Excerpts from point annotation data:
━━━━

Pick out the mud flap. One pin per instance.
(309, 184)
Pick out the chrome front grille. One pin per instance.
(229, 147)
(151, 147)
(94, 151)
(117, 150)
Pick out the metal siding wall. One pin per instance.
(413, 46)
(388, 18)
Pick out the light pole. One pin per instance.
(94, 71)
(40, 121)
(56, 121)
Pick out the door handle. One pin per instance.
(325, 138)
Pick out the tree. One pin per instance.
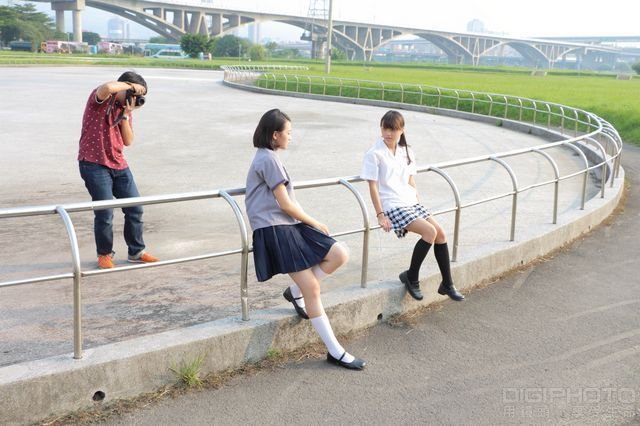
(257, 52)
(193, 44)
(230, 45)
(90, 38)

━━━━

GIVEN EXERCISE ▸
Rewrite every line of the entries above, including the text lines, and shift each x and y coordinate up by 26. Omit the picture from your answer.

TASK RESULT ▸
Pick out the mud flap. One pin per instance.
(335, 210)
Pick out the chrome front grille. One pin per instance.
(255, 173)
(177, 173)
(120, 177)
(143, 176)
Pick out the metal siding wall. One pin per instance.
(439, 72)
(414, 44)
Pick out the light pole. One pin per instance.
(120, 97)
(66, 147)
(82, 147)
Pick out the door handle. One pin per instance.
(351, 164)
Pick out the tree. One pin per instance.
(283, 78)
(219, 70)
(256, 71)
(116, 64)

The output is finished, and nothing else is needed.